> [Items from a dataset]
··········
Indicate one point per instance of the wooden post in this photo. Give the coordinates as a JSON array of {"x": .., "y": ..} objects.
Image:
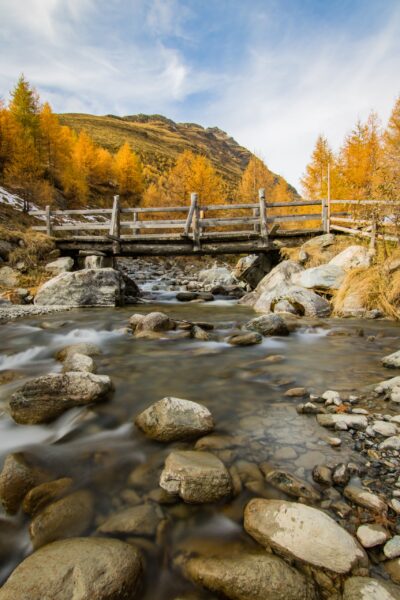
[
  {"x": 115, "y": 225},
  {"x": 48, "y": 220},
  {"x": 263, "y": 214},
  {"x": 194, "y": 199}
]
··········
> [Exercise prompt] Exact copy, no pictures: please print the data above once more.

> [Answer to this exercise]
Indicate one point per instance of the wooden post in this photo. Give the coordinates as a JSON array of {"x": .., "y": ..} objects.
Image:
[
  {"x": 115, "y": 225},
  {"x": 48, "y": 220},
  {"x": 263, "y": 214},
  {"x": 194, "y": 199}
]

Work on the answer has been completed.